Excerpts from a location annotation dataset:
════════════════

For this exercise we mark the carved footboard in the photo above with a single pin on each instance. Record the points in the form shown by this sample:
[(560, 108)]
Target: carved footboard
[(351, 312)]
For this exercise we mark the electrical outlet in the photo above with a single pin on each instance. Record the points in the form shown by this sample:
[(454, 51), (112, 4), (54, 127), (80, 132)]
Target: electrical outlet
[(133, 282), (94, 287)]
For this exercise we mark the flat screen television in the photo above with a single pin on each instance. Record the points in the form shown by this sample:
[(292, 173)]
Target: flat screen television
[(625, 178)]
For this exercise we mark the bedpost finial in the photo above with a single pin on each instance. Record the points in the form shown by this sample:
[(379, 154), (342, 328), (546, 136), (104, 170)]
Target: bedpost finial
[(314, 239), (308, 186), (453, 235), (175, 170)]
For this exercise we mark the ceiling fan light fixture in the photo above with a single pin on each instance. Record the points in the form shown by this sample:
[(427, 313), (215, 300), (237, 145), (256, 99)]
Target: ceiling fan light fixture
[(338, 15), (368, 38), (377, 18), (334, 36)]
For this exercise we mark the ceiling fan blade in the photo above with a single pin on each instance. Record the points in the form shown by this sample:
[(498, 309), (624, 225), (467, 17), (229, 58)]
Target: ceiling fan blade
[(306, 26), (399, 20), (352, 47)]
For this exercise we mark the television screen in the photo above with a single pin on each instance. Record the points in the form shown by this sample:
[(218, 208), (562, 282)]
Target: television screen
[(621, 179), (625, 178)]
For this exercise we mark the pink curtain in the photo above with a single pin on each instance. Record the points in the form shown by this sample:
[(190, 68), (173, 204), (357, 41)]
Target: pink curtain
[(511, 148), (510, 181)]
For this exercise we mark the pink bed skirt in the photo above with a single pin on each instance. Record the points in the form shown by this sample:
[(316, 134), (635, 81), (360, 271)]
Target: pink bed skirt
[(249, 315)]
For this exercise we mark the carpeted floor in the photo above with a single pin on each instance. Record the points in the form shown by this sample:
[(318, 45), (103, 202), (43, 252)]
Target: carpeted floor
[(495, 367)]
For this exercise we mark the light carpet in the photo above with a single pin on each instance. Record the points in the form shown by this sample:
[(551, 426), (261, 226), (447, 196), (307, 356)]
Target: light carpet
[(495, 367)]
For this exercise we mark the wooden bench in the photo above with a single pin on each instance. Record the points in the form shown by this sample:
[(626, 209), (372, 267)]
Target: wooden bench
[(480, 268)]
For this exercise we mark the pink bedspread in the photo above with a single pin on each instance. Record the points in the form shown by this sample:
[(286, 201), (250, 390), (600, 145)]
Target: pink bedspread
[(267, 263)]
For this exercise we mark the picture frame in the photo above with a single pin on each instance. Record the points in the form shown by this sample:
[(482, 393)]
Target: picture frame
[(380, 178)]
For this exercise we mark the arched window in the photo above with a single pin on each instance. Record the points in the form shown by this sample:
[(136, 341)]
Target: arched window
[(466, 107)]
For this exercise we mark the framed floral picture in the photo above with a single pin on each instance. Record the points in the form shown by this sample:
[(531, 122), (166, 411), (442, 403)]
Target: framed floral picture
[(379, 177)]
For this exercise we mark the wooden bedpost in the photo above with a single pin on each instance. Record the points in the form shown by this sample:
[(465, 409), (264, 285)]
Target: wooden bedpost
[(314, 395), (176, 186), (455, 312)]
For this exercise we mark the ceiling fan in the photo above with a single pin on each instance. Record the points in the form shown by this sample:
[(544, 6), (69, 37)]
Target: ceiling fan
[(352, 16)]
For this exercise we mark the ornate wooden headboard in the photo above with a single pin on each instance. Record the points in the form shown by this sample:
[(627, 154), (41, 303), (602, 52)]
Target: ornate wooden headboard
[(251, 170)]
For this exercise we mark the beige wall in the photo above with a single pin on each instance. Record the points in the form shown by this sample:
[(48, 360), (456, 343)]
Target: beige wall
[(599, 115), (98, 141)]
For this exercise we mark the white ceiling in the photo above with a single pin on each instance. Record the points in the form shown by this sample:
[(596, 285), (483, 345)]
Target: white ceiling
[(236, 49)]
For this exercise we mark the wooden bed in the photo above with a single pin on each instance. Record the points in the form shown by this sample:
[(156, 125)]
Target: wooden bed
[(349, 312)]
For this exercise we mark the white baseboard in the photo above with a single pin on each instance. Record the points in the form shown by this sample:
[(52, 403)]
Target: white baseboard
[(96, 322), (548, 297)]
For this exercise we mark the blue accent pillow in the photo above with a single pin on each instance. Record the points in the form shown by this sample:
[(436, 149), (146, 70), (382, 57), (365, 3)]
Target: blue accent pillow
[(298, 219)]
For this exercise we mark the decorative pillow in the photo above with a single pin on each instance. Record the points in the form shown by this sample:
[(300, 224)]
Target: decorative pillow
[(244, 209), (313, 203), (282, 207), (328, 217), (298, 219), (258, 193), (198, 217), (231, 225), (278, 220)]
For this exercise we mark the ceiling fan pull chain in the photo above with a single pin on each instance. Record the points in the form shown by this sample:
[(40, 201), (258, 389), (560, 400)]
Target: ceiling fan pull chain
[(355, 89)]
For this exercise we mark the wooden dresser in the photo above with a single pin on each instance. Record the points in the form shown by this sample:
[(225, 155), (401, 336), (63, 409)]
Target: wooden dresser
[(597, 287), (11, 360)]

════════════════

■ **TASK BRIEF**:
Reproduce all of the data above line for line, with no changes to any wording, number or punctuation.

■ **TASK SOLUTION**:
For this exercise we mark the carved footboard in the photo above with a single pin on each instance. Record the points in the form shown by this sample:
[(560, 108)]
Target: carved footboard
[(351, 312)]
For this exercise we mark the electrical outlet in the photo above with a single pin on each instance. Record the points in the form shown by this sample:
[(454, 51), (112, 4), (54, 127), (80, 132)]
Target: electrical outlet
[(133, 282), (94, 287)]
For this exercise we mark the flat screen television in the photo above with a single pin on each instance. Record the points in the form shown by this sample:
[(292, 173)]
Target: flat screen television
[(625, 178)]
For this exercise we mark the bedpost finial in the photo above with a single pin on each instance. Record the points in the form shown by this sample:
[(379, 154), (342, 328), (546, 136), (104, 170)]
Target: bedpost finial
[(314, 239), (308, 186), (453, 235), (175, 170)]
For this exercise we mark the ceiling fan light fixture in the photo above with a single pin on each instance. Record the points in the form shown by this sample:
[(427, 313), (215, 300), (237, 145), (256, 99)]
Target: ceiling fan light fixture
[(338, 15), (368, 38), (377, 18), (334, 36)]
For this exercise we mark the ceiling fan blade in the photo above with a single pin on each instance. Record the points in the form shown by this sample:
[(498, 309), (624, 225), (467, 17), (229, 58)]
Target: ceiling fan blade
[(306, 26), (399, 20), (352, 47)]
For this exercise we mark the television screen in the photo above with a single pin on each instance. Record the points in the form shown by this sample:
[(218, 208), (562, 282)]
Target: television screen
[(621, 179), (625, 178)]
For this exercise we mark the pink curtain in the photo above with a single pin on each instance. Record the points in the form shown by this sample:
[(190, 68), (173, 204), (357, 41)]
Target: pink curtain
[(511, 148), (510, 181)]
For this exercise we mark the pink bed skirt in the photo above with a single pin on each instance. Record the points in the form shown by this sample:
[(316, 134), (635, 81), (360, 271)]
Target: pink bed skirt
[(249, 315)]
For this exercise we mark the carpeted floor in the photo above with a single pin on each instance. Record the points in the form shown by this sample:
[(318, 45), (103, 202), (43, 252)]
Target: carpeted floor
[(495, 367)]
For this exercise we mark the light carpet in the photo above with a single pin on each instance. Record the points in the form shown by this sample:
[(551, 426), (261, 226), (447, 196), (307, 356)]
Target: light carpet
[(495, 367)]
For this exercise we mark the wooden bench in the photo above with a single pin on each instance. Record the points in the form shown by this sample:
[(626, 209), (372, 267)]
Target: wooden bench
[(480, 268)]
For this exercise we mark the pink bedspread in the photo above with a single pin on each instance. Record the points in the form shown by this sample:
[(286, 201), (250, 390), (600, 145)]
Target: pink bedspread
[(267, 263)]
For this exercise we mark the picture frame in the photo above with a single pin on each instance. Record the points in the form shown by this sample:
[(482, 393)]
Target: picture frame
[(380, 178)]
For this exercise we mark the arched window in the photo above with a single pin on each instance. Record the points in the form shown by this sample:
[(136, 341)]
Target: arched window
[(466, 107)]
For this exercise we mark the framed floral picture in the photo above with a single pin on each instance. Record the points in the form shown by this sample:
[(531, 122), (166, 411), (442, 403)]
Target: framed floral picture
[(379, 177)]
For this exercise we mark the wooden bedpost in the photo above with a single pin on each instance. Record the points in the form shown by this sample:
[(465, 409), (264, 285)]
Target: wooden bedpost
[(314, 395), (176, 186), (455, 312)]
For this exercise we mark the ceiling fan in the photo above with a single pin on each instance. Record the points in the form shown by this sample:
[(544, 6), (69, 37)]
Target: ceiling fan
[(352, 16)]
For this exercise we mark the ornate wooden headboard in the photo above with a single pin on each instance. Record the points in the form shown by this sample:
[(627, 154), (41, 303), (602, 52)]
Target: ornate wooden headboard
[(251, 170)]
For this exercise we mark the beige wall in the photo above with a single pin on each instance. Record the points in the form shown by this sample:
[(48, 360), (456, 343)]
Target: beige wall
[(599, 115), (98, 141)]
For this exercise we mark the white ceiling in the photo above with a single pin on each instance. Record the points in the form shown by this sample:
[(596, 285), (483, 345)]
Target: white ceiling
[(236, 49)]
For this exercise we mark the wooden bed in the photo above with a single pin on each instance. Record the points in the form shown by this sample:
[(156, 125)]
Target: wooden bed
[(349, 312)]
For this exercise we mark the white baseboard in the photo above with a single pin on each instance. Record the points in the form shown by this sample:
[(52, 403)]
Target: white baseboard
[(96, 322), (548, 297)]
For this exercise we mark the blue accent pillow in the photo above with a single pin on each instance. Record the points in the form shown by this sample:
[(436, 149), (146, 70), (382, 57), (365, 3)]
Target: blue accent pillow
[(298, 219)]
For this exercise we mark the decorative pillow in the photo above with a single pin on each instance. Record the points in the form shown by this sample:
[(300, 224)]
Target: decorative pillow
[(244, 209), (313, 203), (282, 207), (328, 217), (298, 219), (258, 193), (198, 217), (231, 225), (278, 220)]
For this exercise we mark the ceiling fan pull chain in the photo above with a single pin on each instance. Record the points in the form shown by this sample:
[(40, 201), (258, 389), (560, 400)]
Target: ceiling fan pull chain
[(355, 89)]
For this exercise we mark the wooden dresser in the photo above with a single pin on each instance. Record the points in the form shown by this sample:
[(225, 155), (401, 336), (63, 409)]
Target: wooden dresser
[(597, 287), (11, 360)]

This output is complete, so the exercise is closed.